J Am Psychiatr Nurses Assoc. 2022 Aug 26:10783903221120828. doi: 10.1177/10783903221120828. Online ahead of print.
BACKGROUND: Residential treatment is among the most intensive and expensive settings for children with behavioral health challenges; yet, the extent to which evidence-based practices are used in these settings is unknown.
AIM: The purpose of this study was to describe the extent which family therapy, case management, telehealth, peer support, and family psychoeducation are provided in residential treatment using data from the National Mental Health Services Survey (N-MHSS). Organizational factors-region, ownership, payment, licensing/accreditation, and facility size-were examined in relation to evidence-based practices to understand disparities in care.
METHODS: This was a secondary analysis of publicly available data from the 2018 N-MHSS. A subpopulation was created consisting of residential facilities that served children (N = 576). Descriptive statistics were used to describe the sample, and Cohen’s h was calculated to determine patterns of evidence-based practice utilization.

* Supplied entries:

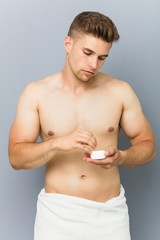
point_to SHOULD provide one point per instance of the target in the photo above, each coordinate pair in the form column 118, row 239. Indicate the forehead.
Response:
column 93, row 43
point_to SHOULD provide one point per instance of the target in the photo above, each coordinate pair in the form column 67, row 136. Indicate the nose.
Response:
column 93, row 62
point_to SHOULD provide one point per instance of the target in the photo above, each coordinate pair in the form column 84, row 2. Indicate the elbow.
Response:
column 153, row 153
column 13, row 163
column 13, row 160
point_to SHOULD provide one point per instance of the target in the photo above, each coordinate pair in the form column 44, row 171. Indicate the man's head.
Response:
column 96, row 24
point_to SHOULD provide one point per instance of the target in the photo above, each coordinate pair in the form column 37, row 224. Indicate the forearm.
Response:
column 138, row 154
column 31, row 155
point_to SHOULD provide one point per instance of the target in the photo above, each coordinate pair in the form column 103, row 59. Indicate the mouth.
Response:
column 88, row 73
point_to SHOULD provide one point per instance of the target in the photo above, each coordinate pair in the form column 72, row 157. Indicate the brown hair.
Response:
column 96, row 24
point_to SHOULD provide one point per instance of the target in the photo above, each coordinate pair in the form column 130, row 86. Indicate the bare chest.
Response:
column 62, row 114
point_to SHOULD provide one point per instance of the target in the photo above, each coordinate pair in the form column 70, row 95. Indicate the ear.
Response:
column 68, row 43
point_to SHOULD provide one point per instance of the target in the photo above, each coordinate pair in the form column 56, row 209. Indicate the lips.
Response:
column 88, row 73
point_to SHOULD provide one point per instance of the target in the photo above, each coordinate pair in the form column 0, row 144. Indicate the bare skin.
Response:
column 75, row 111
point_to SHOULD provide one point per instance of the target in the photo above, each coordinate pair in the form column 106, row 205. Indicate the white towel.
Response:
column 63, row 217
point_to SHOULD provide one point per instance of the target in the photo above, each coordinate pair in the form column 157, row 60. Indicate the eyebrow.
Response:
column 91, row 51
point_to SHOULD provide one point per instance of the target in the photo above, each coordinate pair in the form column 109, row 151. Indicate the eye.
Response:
column 102, row 58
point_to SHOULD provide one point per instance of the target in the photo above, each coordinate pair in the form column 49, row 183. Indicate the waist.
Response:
column 100, row 185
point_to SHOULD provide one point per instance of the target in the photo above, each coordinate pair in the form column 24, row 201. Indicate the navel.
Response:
column 110, row 129
column 50, row 133
column 83, row 176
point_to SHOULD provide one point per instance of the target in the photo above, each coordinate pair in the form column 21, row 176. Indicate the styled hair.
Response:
column 96, row 24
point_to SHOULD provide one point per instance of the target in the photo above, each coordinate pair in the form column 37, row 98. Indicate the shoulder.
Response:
column 40, row 87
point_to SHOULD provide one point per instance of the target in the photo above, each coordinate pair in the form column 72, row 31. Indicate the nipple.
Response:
column 110, row 129
column 50, row 133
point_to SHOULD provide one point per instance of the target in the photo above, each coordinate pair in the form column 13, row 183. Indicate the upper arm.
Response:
column 26, row 125
column 133, row 121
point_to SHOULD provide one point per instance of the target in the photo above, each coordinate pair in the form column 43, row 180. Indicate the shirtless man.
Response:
column 76, row 111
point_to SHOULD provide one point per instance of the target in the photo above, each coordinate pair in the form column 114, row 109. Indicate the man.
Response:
column 77, row 111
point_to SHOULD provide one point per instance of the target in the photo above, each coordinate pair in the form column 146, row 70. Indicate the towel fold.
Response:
column 63, row 217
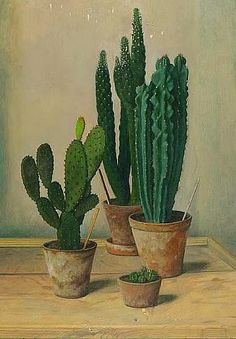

* Tasks to carry out:
(a) According to the abstract on evidence-based practices in children's residential treatment, how many facilities made up the study's subpopulation?
(b) Proceed with the abstract on evidence-based practices in children's residential treatment, picking up after its last sentence.

* Task-by-task answers:
(a) 576 residential facilities that served children.

(b)
RESULTS: Evidence-based practices from most to least prevalent were family therapy (76%), family psychoeducation (74%), case management (71.1%), telehealth (17.2%), and peer support (8.7%). The provision of evidence-based practices was not evenly distributed. There were primarily small to moderate differences by organizational factors, including region (i.e., Northeast, Midwest), ownership status (i.e., for-profit), payment type (i.e., self-pay, private insurance), licensing/accreditation (Department of Family and Children Services), and facility capacity (>251 clients served per year).
CONCLUSION: Findings demonstrate a need for research-practice partnerships to determine the barriers that prevent effective evidence-based practices from being implemented in the residential treatment setting.